• Texte à lire:

74Ces nouvelles dispositions soulèvent certaines questions liées à l’ambiguïté du statut miprivé, mi-public des officiers participant à ce programme. En occupant ainsi un autre emploi, les officiers sont-ils dans un état physique et mental compatibles avec les fonctions qu’ils exercent une fois en service ? Aux yeux du public, l’image des départements de police ne risque-t-elle pas de souffrir de tels arrangements ? Ces recrues agissent-elles comme officiers de police ou davantage comme agents de sécurité ? Quelle influence l’employeur secondaire exerce-t-il sur les officiers qu’il rémunère indirectement ? N’y a-t-il pas là un risque de conflit d’intérêt avec la mission de service public qui est celle du fonctionnaire de police ? Pour Mark Rosen, juriste et enseignant en droit à John Jay College of Criminal Justice (New York), les réponses à ces interrogations demeurent encore relativement floues et elles sont largement fonction des règlements édictés dans chaque municipalité [44]. Dans tous les cas, la portée de ce récent développement peut s’avérer considérable : déjà à la fin des années 1980, dans certains départements de police, le nombre d’officiers en uniforme travaillant pour un employeur extérieur pouvait dépasser le nombre de policiers en service (Reiss, 1988,1).
75Les municipalités américaines ont donc favorisé la naissance d’une police hybride. Celle-ci, nous le croyons, s’apparente bien plus que les BIDs et leurs services de sécurité à une privatisation du maintien de l’ordre en milieu urbain.
76Comment justifier, sinon au moins expliquer, que les municipalités américaines puissent promouvoir les conditions favorables au développement d’un système inégalitaire avec une « sécurité du riche » pour ceux qui en ont les moyens et une « sécurité du pauvre » pour les autres qui ne peuvent compter que sur les pouvoirs publics ? L’intervention d’agents de sécurité privée sur l’espace public et le recrutement de fonctionnaires de police pour la protection d’espaces privés témoignent en fait d’une politique sécuritaire parfaitement cohérente visant à faciliter l’immixtion du secteur privé dans la gestion de la sécurité de son « espace vital ». Cette stratégie est encouragée par la nécessité pour des centaines de municipalités menacées par le déficit de préserver leurs rentrées fiscales et de relancer l’investissement privé. Cette décision, par ailleurs, leur permet de calmer les revendications salariales de leurs fonctionnaires de police sans toutefois grever davantage leur budget de fonctionnement; un audit réalisé en 2002 par l’inspection des services de Washington DC a ainsi révélé que les policiers pouvaient doubler, voire tripler leur salaire grâce à ces emplois.

• Travail à faire: Reprenez, s'il vous plaît, le texte ci-dessus sur la sécurité urbaine aux États-Unis à partir de sa dernière phrase et poursuivez-le.

• Jeu de données:
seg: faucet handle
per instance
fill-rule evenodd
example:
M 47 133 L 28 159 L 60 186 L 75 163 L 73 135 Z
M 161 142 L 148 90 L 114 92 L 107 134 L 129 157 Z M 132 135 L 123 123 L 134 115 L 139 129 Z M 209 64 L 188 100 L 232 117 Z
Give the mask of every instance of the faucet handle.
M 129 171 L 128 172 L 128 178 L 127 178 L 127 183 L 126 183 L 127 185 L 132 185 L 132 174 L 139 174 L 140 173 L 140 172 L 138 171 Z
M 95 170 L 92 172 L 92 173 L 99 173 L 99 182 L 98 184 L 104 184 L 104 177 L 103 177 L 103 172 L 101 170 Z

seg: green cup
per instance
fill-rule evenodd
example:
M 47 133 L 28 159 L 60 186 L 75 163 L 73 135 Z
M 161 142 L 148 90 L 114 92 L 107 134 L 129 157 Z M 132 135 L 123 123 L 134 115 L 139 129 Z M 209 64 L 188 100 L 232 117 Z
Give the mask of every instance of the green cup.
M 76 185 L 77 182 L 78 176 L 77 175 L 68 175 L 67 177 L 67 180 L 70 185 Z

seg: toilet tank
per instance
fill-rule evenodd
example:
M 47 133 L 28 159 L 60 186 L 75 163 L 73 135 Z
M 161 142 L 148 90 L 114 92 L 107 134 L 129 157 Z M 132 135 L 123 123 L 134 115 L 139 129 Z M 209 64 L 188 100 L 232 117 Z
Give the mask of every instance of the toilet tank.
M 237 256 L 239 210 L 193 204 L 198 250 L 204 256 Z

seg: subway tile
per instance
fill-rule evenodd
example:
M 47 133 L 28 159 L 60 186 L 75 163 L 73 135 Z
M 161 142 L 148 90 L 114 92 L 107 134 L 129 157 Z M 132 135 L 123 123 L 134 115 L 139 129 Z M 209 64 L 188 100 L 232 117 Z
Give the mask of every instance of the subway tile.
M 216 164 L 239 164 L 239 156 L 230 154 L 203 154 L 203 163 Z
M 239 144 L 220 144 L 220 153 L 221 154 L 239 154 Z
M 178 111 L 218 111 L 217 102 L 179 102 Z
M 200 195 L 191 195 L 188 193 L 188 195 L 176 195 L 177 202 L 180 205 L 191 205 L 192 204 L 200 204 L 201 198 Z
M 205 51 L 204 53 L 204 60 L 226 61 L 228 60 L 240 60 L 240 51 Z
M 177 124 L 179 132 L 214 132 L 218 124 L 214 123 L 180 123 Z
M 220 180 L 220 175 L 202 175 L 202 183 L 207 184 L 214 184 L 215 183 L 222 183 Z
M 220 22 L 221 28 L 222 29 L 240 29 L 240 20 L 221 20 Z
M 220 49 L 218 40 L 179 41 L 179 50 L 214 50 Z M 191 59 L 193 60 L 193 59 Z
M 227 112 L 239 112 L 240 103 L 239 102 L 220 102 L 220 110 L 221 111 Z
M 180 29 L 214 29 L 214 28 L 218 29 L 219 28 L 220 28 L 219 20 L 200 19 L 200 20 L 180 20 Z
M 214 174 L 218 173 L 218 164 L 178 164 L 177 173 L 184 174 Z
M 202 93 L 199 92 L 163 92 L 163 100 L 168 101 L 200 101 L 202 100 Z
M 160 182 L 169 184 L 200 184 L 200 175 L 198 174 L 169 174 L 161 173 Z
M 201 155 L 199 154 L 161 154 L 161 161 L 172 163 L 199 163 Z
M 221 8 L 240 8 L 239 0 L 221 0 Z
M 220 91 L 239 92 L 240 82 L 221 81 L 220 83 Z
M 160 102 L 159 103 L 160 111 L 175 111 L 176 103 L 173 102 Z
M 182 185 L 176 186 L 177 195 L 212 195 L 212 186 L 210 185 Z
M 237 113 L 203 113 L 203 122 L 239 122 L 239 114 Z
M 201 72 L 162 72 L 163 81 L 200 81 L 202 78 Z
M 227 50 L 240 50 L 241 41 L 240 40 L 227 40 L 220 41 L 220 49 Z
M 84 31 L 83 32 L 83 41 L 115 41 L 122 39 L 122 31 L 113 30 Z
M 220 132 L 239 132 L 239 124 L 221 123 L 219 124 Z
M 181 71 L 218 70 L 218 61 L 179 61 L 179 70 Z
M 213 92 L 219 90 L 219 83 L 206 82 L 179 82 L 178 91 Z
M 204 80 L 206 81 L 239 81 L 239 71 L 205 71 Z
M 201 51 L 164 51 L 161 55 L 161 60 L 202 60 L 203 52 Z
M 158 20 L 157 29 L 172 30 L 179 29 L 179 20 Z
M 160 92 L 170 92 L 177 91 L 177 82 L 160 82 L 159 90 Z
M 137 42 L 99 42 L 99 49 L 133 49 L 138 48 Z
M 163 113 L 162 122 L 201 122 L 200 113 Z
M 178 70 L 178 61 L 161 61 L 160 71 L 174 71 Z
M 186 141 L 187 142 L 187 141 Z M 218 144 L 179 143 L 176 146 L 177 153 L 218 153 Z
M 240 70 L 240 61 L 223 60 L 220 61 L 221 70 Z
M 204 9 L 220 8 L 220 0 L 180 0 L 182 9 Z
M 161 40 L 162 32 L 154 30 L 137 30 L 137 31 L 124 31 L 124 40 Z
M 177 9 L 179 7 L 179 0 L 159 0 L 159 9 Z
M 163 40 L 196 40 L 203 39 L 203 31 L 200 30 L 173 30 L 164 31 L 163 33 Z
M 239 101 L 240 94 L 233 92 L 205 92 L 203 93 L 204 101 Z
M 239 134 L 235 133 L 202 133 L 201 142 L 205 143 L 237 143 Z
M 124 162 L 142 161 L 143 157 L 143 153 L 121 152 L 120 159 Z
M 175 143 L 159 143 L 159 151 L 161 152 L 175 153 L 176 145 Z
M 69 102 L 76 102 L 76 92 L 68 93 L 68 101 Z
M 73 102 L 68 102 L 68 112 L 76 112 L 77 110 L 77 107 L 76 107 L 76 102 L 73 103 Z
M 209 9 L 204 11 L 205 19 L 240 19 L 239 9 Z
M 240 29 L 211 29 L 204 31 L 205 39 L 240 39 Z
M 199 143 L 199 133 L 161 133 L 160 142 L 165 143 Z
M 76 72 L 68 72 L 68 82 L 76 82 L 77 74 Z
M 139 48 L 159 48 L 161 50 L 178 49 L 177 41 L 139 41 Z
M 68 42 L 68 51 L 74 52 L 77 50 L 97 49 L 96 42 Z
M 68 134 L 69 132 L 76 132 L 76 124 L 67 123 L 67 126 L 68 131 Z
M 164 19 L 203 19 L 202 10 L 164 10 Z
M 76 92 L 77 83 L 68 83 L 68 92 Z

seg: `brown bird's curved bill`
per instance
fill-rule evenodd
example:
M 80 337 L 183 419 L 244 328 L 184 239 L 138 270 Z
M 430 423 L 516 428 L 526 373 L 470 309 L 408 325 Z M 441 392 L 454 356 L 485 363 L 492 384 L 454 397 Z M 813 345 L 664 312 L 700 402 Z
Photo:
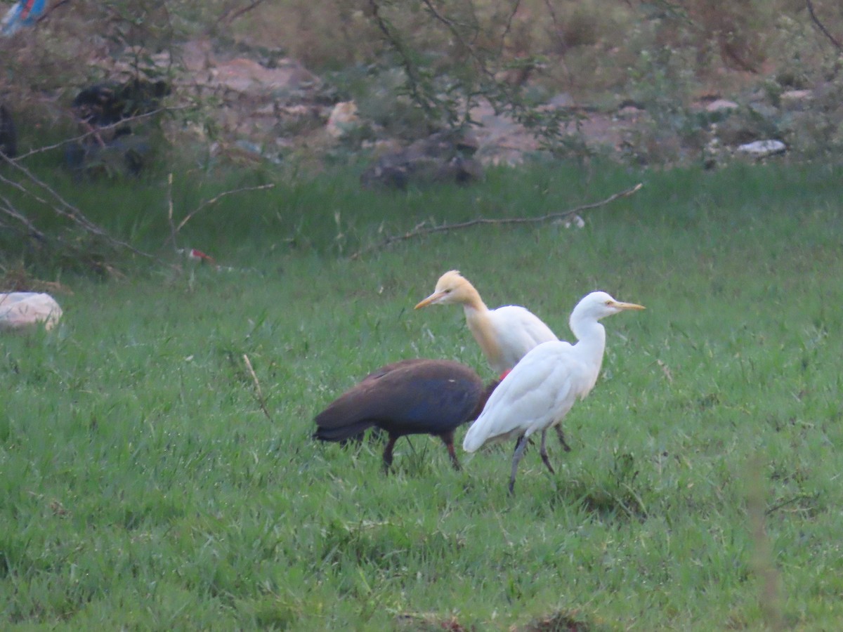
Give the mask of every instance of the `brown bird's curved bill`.
M 613 303 L 612 307 L 617 309 L 647 309 L 643 305 L 638 305 L 634 303 L 621 303 L 620 301 Z
M 413 309 L 418 309 L 419 308 L 427 307 L 432 303 L 438 301 L 443 296 L 445 296 L 445 292 L 434 292 L 432 294 L 431 294 L 427 298 L 425 298 L 425 299 L 423 299 L 422 301 L 419 301 L 418 305 L 416 305 L 415 308 L 413 308 Z

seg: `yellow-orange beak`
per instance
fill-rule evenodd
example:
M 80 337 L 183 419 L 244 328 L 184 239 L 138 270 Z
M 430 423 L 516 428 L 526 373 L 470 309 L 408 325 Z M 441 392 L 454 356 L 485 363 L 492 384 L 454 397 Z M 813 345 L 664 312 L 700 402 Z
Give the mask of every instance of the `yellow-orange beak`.
M 620 301 L 613 303 L 612 307 L 616 309 L 647 309 L 643 305 L 638 305 L 635 303 L 621 303 Z
M 431 294 L 429 297 L 427 297 L 424 300 L 419 301 L 418 305 L 416 305 L 415 308 L 413 308 L 413 309 L 419 309 L 421 308 L 426 308 L 428 305 L 430 305 L 431 303 L 436 303 L 440 298 L 442 298 L 443 296 L 445 296 L 445 292 L 434 292 L 432 294 Z

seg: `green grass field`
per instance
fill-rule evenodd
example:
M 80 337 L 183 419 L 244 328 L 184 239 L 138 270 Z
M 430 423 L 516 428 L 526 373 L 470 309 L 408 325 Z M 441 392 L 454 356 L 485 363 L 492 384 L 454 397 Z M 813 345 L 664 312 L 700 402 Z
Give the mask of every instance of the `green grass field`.
M 841 176 L 537 168 L 407 194 L 322 176 L 185 226 L 183 245 L 232 270 L 62 276 L 61 326 L 2 341 L 3 629 L 840 629 Z M 638 181 L 583 229 L 340 256 L 427 218 L 539 216 Z M 179 217 L 212 195 L 175 190 Z M 167 234 L 160 187 L 73 195 L 139 246 Z M 511 446 L 460 452 L 454 472 L 438 440 L 401 439 L 384 476 L 380 445 L 310 439 L 384 363 L 491 377 L 461 310 L 412 309 L 452 268 L 565 339 L 592 290 L 647 308 L 604 321 L 573 451 L 549 441 L 552 476 L 529 449 L 514 498 Z

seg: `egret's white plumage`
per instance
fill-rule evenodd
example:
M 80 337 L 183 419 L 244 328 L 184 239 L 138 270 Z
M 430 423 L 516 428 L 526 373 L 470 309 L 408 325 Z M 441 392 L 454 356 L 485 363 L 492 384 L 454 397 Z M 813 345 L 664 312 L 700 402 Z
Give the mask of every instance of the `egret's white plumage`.
M 606 330 L 600 319 L 641 305 L 615 301 L 604 292 L 594 292 L 581 300 L 571 313 L 571 330 L 576 345 L 551 340 L 539 345 L 504 378 L 472 424 L 463 449 L 475 452 L 481 446 L 517 437 L 513 455 L 509 491 L 527 439 L 541 432 L 540 453 L 550 472 L 553 468 L 545 447 L 545 431 L 557 426 L 577 398 L 594 388 L 606 346 Z
M 513 368 L 536 345 L 557 340 L 538 316 L 519 305 L 489 309 L 475 287 L 455 270 L 440 276 L 433 293 L 416 309 L 452 304 L 463 306 L 469 329 L 498 373 Z

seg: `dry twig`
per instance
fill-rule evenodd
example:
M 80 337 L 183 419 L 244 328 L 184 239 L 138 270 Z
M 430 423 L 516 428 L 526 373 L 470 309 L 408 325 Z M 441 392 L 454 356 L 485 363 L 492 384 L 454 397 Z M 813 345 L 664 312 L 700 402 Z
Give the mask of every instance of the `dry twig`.
M 396 244 L 401 241 L 406 241 L 408 239 L 412 239 L 416 237 L 423 237 L 425 235 L 430 235 L 434 233 L 446 233 L 454 230 L 459 230 L 460 228 L 470 228 L 474 226 L 481 226 L 485 224 L 530 224 L 538 223 L 541 222 L 547 222 L 548 220 L 554 219 L 563 219 L 565 217 L 570 217 L 574 215 L 577 215 L 583 211 L 590 211 L 591 209 L 599 208 L 600 206 L 605 206 L 607 204 L 614 202 L 621 197 L 628 197 L 634 193 L 636 193 L 642 187 L 642 184 L 639 183 L 633 187 L 626 189 L 626 190 L 620 191 L 620 193 L 615 193 L 609 195 L 605 200 L 601 200 L 598 202 L 592 202 L 591 204 L 583 204 L 581 206 L 577 206 L 570 211 L 562 211 L 558 213 L 548 213 L 547 215 L 542 215 L 539 217 L 479 217 L 478 219 L 472 219 L 468 222 L 460 222 L 456 224 L 442 224 L 441 226 L 429 226 L 425 227 L 425 222 L 418 224 L 412 230 L 405 233 L 402 235 L 392 235 L 388 237 L 383 241 L 374 244 L 368 248 L 362 249 L 354 253 L 350 259 L 359 259 L 363 254 L 366 254 L 373 250 L 378 250 L 386 246 L 391 245 L 392 244 Z
M 836 38 L 829 33 L 828 29 L 819 21 L 819 18 L 817 17 L 817 13 L 813 11 L 813 3 L 811 0 L 805 0 L 805 5 L 808 7 L 808 13 L 811 16 L 811 19 L 813 20 L 813 24 L 817 25 L 817 28 L 822 32 L 824 35 L 829 38 L 829 41 L 834 44 L 835 48 L 836 48 L 840 52 L 843 52 L 843 44 L 837 41 Z
M 258 400 L 258 404 L 260 404 L 260 410 L 264 411 L 264 415 L 266 415 L 266 419 L 270 420 L 270 423 L 274 424 L 275 420 L 272 419 L 272 415 L 269 414 L 269 410 L 266 409 L 266 402 L 264 399 L 263 393 L 260 390 L 260 383 L 258 382 L 258 377 L 255 374 L 255 369 L 252 368 L 252 363 L 249 362 L 249 356 L 243 354 L 243 359 L 246 362 L 246 368 L 249 369 L 249 372 L 251 373 L 252 379 L 255 380 L 255 399 Z
M 175 226 L 173 223 L 173 196 L 171 195 L 171 191 L 172 191 L 172 188 L 173 188 L 173 174 L 169 174 L 169 188 L 168 189 L 168 193 L 167 193 L 167 195 L 169 197 L 169 202 L 168 202 L 169 206 L 168 206 L 168 215 L 167 215 L 167 217 L 169 220 L 170 235 L 167 238 L 167 241 L 164 242 L 164 245 L 167 245 L 167 242 L 172 242 L 174 247 L 175 247 L 175 236 L 179 233 L 179 231 L 181 230 L 182 228 L 185 228 L 185 224 L 186 224 L 188 222 L 190 222 L 193 218 L 193 217 L 196 213 L 198 213 L 200 211 L 201 211 L 202 209 L 207 208 L 212 204 L 216 204 L 217 202 L 218 202 L 223 197 L 226 197 L 227 195 L 233 195 L 234 193 L 243 193 L 244 191 L 259 191 L 259 190 L 260 190 L 262 189 L 272 189 L 272 188 L 275 187 L 275 185 L 270 183 L 268 185 L 258 185 L 257 186 L 244 186 L 244 187 L 241 187 L 239 189 L 233 189 L 230 191 L 223 191 L 222 193 L 220 193 L 216 197 L 212 197 L 210 200 L 206 200 L 204 202 L 202 202 L 201 204 L 200 204 L 198 206 L 196 206 L 195 209 L 193 209 L 191 212 L 189 212 L 187 215 L 185 215 L 182 218 L 181 222 L 179 222 L 178 226 Z

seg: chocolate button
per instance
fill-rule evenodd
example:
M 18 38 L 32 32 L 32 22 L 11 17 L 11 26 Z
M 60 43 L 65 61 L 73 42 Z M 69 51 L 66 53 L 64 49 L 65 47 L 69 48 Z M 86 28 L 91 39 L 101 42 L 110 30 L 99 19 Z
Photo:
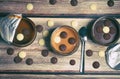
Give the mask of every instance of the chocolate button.
M 61 45 L 59 46 L 59 49 L 60 49 L 61 51 L 65 51 L 65 50 L 66 50 L 66 45 L 61 44 Z
M 48 56 L 49 51 L 48 50 L 42 50 L 41 54 L 42 54 L 42 56 L 46 57 L 46 56 Z
M 99 67 L 100 67 L 99 62 L 98 62 L 98 61 L 93 62 L 93 67 L 94 67 L 95 69 L 99 68 Z
M 75 60 L 73 60 L 73 59 L 70 60 L 70 65 L 75 65 L 75 63 L 76 63 Z
M 67 37 L 67 33 L 65 31 L 60 33 L 60 37 L 61 38 L 66 38 Z
M 69 42 L 70 44 L 75 44 L 76 40 L 75 40 L 75 38 L 69 38 L 69 39 L 68 39 L 68 42 Z
M 49 3 L 50 3 L 51 5 L 54 5 L 56 2 L 57 2 L 56 0 L 49 0 Z
M 110 34 L 104 34 L 104 35 L 103 35 L 103 38 L 104 38 L 105 40 L 109 40 L 110 37 L 111 37 Z
M 52 57 L 51 58 L 51 63 L 52 64 L 56 64 L 57 63 L 57 58 L 56 57 Z
M 12 55 L 13 53 L 14 53 L 14 49 L 12 49 L 12 48 L 7 49 L 7 54 L 8 55 Z
M 30 34 L 30 31 L 29 31 L 28 29 L 23 29 L 23 30 L 22 30 L 22 33 L 23 33 L 24 35 L 29 35 L 29 34 Z
M 32 64 L 33 64 L 33 59 L 28 58 L 28 59 L 26 60 L 26 64 L 27 64 L 27 65 L 32 65 Z
M 86 51 L 86 55 L 87 56 L 92 56 L 93 55 L 93 51 L 92 50 L 87 50 Z
M 116 32 L 114 27 L 110 27 L 110 34 L 114 34 Z
M 96 31 L 98 32 L 98 33 L 102 33 L 103 31 L 102 31 L 102 26 L 98 26 L 98 27 L 96 27 Z
M 15 63 L 20 63 L 22 61 L 22 58 L 20 58 L 19 56 L 16 56 L 15 58 L 14 58 L 14 62 Z
M 43 26 L 42 25 L 37 25 L 36 26 L 36 30 L 37 30 L 37 32 L 42 32 L 43 31 Z
M 110 24 L 111 24 L 110 20 L 105 20 L 105 21 L 104 21 L 104 25 L 105 25 L 105 26 L 110 26 Z
M 77 6 L 78 1 L 77 0 L 71 0 L 70 3 L 71 3 L 72 6 Z
M 108 4 L 109 7 L 112 7 L 112 6 L 114 6 L 114 1 L 113 0 L 109 0 L 107 2 L 107 4 Z

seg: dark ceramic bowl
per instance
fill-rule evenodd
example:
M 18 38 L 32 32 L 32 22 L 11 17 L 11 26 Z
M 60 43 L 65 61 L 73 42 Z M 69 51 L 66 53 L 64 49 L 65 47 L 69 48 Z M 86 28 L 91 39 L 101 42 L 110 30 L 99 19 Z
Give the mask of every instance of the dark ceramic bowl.
M 78 49 L 79 43 L 77 31 L 70 26 L 64 25 L 52 32 L 50 44 L 57 54 L 70 55 Z

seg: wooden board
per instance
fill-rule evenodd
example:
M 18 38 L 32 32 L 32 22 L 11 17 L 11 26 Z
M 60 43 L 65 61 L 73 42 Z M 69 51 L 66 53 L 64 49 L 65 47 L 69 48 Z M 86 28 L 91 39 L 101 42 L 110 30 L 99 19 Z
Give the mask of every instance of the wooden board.
M 78 23 L 77 27 L 73 27 L 76 29 L 76 31 L 79 31 L 79 29 L 83 26 L 88 26 L 88 24 L 95 20 L 92 18 L 29 18 L 31 19 L 35 25 L 42 25 L 44 30 L 48 30 L 51 28 L 60 27 L 62 25 L 68 25 L 71 26 L 72 21 L 76 21 Z M 47 26 L 47 21 L 51 20 L 54 22 L 53 27 Z M 120 22 L 120 19 L 117 19 Z M 57 55 L 51 51 L 49 51 L 49 55 L 47 57 L 43 57 L 41 55 L 41 51 L 43 49 L 47 49 L 46 46 L 40 46 L 38 44 L 38 41 L 42 39 L 43 32 L 37 33 L 37 37 L 35 41 L 27 46 L 27 47 L 15 47 L 6 44 L 3 41 L 0 41 L 0 72 L 59 72 L 59 73 L 80 73 L 80 56 L 81 56 L 81 43 L 78 48 L 78 50 L 69 56 L 60 56 Z M 13 55 L 8 55 L 6 53 L 7 48 L 14 48 L 15 53 Z M 99 51 L 106 50 L 106 46 L 101 46 L 98 44 L 93 43 L 90 39 L 86 42 L 86 50 L 91 49 L 93 50 L 93 56 L 88 57 L 85 56 L 85 73 L 93 73 L 93 74 L 110 74 L 110 73 L 119 73 L 120 71 L 116 71 L 111 69 L 107 64 L 104 57 L 100 57 L 98 54 Z M 27 53 L 27 56 L 23 59 L 22 62 L 16 64 L 14 63 L 14 57 L 18 55 L 20 51 L 25 51 Z M 50 59 L 52 57 L 58 58 L 58 62 L 56 64 L 52 64 L 50 62 Z M 32 65 L 26 65 L 25 60 L 27 58 L 32 58 L 34 63 Z M 75 65 L 70 65 L 69 62 L 71 59 L 74 59 L 76 61 Z M 94 61 L 98 61 L 100 63 L 100 67 L 98 69 L 93 68 L 92 63 Z
M 34 16 L 50 16 L 50 15 L 104 15 L 104 14 L 120 14 L 120 1 L 114 0 L 114 6 L 107 5 L 108 0 L 78 0 L 77 6 L 71 6 L 70 0 L 57 0 L 55 5 L 51 5 L 49 0 L 0 0 L 0 13 L 23 13 Z M 28 3 L 33 4 L 33 10 L 28 11 L 26 6 Z M 95 4 L 96 10 L 91 9 L 91 5 Z M 22 6 L 22 7 L 21 7 Z

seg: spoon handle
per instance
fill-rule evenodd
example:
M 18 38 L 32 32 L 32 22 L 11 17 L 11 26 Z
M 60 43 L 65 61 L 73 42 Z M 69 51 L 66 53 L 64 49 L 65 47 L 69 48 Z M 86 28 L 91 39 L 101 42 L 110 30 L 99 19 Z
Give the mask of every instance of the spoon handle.
M 80 62 L 80 72 L 84 73 L 84 65 L 85 65 L 85 41 L 82 40 L 81 45 L 81 62 Z

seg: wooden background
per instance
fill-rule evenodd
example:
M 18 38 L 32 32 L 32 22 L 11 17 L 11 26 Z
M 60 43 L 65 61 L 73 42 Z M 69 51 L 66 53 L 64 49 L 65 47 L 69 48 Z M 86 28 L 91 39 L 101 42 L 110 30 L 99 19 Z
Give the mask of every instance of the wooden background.
M 115 4 L 113 7 L 109 7 L 107 5 L 107 1 L 108 0 L 78 0 L 78 5 L 77 6 L 71 6 L 70 4 L 70 0 L 57 0 L 57 3 L 55 5 L 51 5 L 49 4 L 49 0 L 0 0 L 0 16 L 3 16 L 6 13 L 22 13 L 23 16 L 36 16 L 36 18 L 40 18 L 40 20 L 44 23 L 49 20 L 50 18 L 47 17 L 54 17 L 52 20 L 54 21 L 60 21 L 60 19 L 57 19 L 55 17 L 69 17 L 69 21 L 71 22 L 72 20 L 77 20 L 78 22 L 81 19 L 87 19 L 84 22 L 82 22 L 81 26 L 83 25 L 87 25 L 87 23 L 89 22 L 89 19 L 94 19 L 94 18 L 98 18 L 100 16 L 104 16 L 104 15 L 108 15 L 108 16 L 113 16 L 118 18 L 120 17 L 120 0 L 114 0 Z M 31 11 L 28 11 L 26 9 L 26 5 L 28 3 L 32 3 L 34 8 Z M 97 5 L 96 8 L 97 10 L 91 10 L 90 6 L 92 4 Z M 47 20 L 41 19 L 41 17 L 45 17 L 47 18 Z M 72 19 L 71 19 L 72 17 Z M 33 19 L 33 21 L 37 24 L 39 21 L 39 19 L 36 18 L 31 18 Z M 75 19 L 73 19 L 75 18 Z M 80 18 L 80 19 L 76 19 L 76 18 Z M 35 20 L 36 19 L 36 20 Z M 63 18 L 65 19 L 65 18 Z M 67 19 L 66 19 L 67 20 Z M 40 23 L 41 24 L 41 23 Z M 59 24 L 59 23 L 58 23 Z M 61 24 L 61 23 L 60 23 Z M 60 25 L 59 24 L 59 25 Z M 63 23 L 64 24 L 64 23 Z M 68 24 L 70 25 L 70 24 Z M 80 28 L 78 27 L 78 28 Z M 76 28 L 77 29 L 77 28 Z M 4 44 L 5 46 L 0 46 L 1 49 L 4 49 L 7 45 Z M 34 44 L 33 44 L 34 45 Z M 99 46 L 96 45 L 94 43 L 91 42 L 91 40 L 88 40 L 88 43 L 86 45 L 86 49 L 92 49 L 94 46 Z M 10 46 L 11 47 L 11 46 Z M 29 46 L 32 47 L 32 46 Z M 44 48 L 44 47 L 43 47 Z M 22 49 L 27 49 L 26 48 L 22 48 Z M 34 49 L 34 48 L 33 48 Z M 106 47 L 102 47 L 100 46 L 100 48 L 94 49 L 94 51 L 99 51 L 99 50 L 105 50 Z M 19 49 L 18 49 L 19 50 Z M 4 50 L 5 51 L 5 50 Z M 79 50 L 80 51 L 80 50 Z M 4 54 L 4 53 L 1 53 Z M 77 53 L 76 53 L 77 54 Z M 32 55 L 32 53 L 30 54 Z M 80 55 L 80 54 L 79 54 Z M 53 56 L 53 55 L 52 55 Z M 75 55 L 76 56 L 76 55 Z M 3 56 L 3 58 L 6 58 L 6 55 Z M 73 56 L 74 57 L 74 56 Z M 112 75 L 112 73 L 116 73 L 119 74 L 119 71 L 114 71 L 112 69 L 110 69 L 106 64 L 105 64 L 105 58 L 98 58 L 98 61 L 102 61 L 102 66 L 99 69 L 93 69 L 92 66 L 89 66 L 92 61 L 96 60 L 96 58 L 98 57 L 98 54 L 95 52 L 94 56 L 92 56 L 92 58 L 86 57 L 86 75 L 55 75 L 55 74 L 51 74 L 51 75 L 40 75 L 40 74 L 5 74 L 5 73 L 1 73 L 0 74 L 0 78 L 2 79 L 9 79 L 9 78 L 19 78 L 19 79 L 26 79 L 26 78 L 80 78 L 82 77 L 84 78 L 119 78 L 119 75 Z M 67 59 L 67 58 L 66 58 Z M 90 60 L 90 61 L 89 61 Z M 38 60 L 36 60 L 38 61 Z M 77 58 L 77 62 L 79 62 L 79 57 Z M 4 65 L 6 66 L 6 65 Z M 76 67 L 78 67 L 79 64 L 76 65 Z M 12 66 L 11 66 L 12 67 Z M 4 70 L 4 67 L 1 66 L 1 69 Z M 8 70 L 10 68 L 8 67 Z M 18 67 L 19 69 L 19 67 Z M 25 68 L 26 69 L 26 68 Z M 75 70 L 75 72 L 79 70 L 79 68 L 74 68 L 77 69 Z M 29 68 L 28 68 L 29 70 Z M 95 75 L 95 74 L 90 74 L 89 73 L 108 73 L 106 75 Z M 110 74 L 111 75 L 110 75 Z M 22 77 L 21 77 L 22 76 Z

• Réponse attendue:
77Les deux phénomènes analysés ici constituent à l’évidence deux pratiques très éloignées de ce qui existe notamment en France où le rapport à l’État est différent des pays d’origine anglo-saxonne. Ils représentent aussi aux États-Unis une petite révolution dans la gestion du maintien de l’ordre en milieu urbain. Rappelons en effet que dans les années 1960, le système de justice pénale américain tolérait mal que son champ d’action puisse être investi par les citoyens ou la sécurité privée et se refusait à « louer » les services de ses fonctionnaires détenteurs de pouvoirs répressifs. Aujourd’hui, à tous les niveaux – de l’État fédéral aux municipalités – de nombreuses initiatives traduisent le désir des élus et des professionnels de justice de voir tous les acteurs de la société s’engager activement dans la résolution des problèmes de tranquillité publique – le développement du community policing en est une illustration supplémentaire. Cette rupture politique majeure s’explique par l’échec des pouvoirs publics à gérer seul l’accroissement du sentiment d’insécurité – incapacité qui tient autant à des facteurs internes qu’externes – et à satisfaire les exigences croissantes des milieux d’affaires et des citoyens.
78Sur la base de ces récentes évolutions, on est fondé à se demander s’il est aujourd’hui encore pertinent de parler de sécurité privée lorsque des agents interviennent sur la voie publique pour offrir à tous les citoyens une plus grande tranquillité; si un officier de police à qui un cinéma confie la surveillance de son entrée reste véritablement un fonctionnaire au service du public ? S’il y a là matière à débat, c’est parce que le caractère privé ou public de la sécurité est fonction de plusieurs critères parmi lesquels : la source du financement, la nature du prestataire et l’identité des consommateurs ou bénéficiaires. En s’ajoutant notamment au patronage des départements de police par le secteur privé, aux old boys’ network qui lient les anciens policiers reconvertis dans des entreprises de sécurité privée à leurs collègues encore en fonction, les deux phénomènes évoqués ici concourent au « brouillage des frontières » entre police et sécurité privée. On assiste à l’émergence d’une gestion hybride de l’ordre où la sécurité privée peut contribuer à la production d’un service public et la police municipale participer à la production d’un service privé.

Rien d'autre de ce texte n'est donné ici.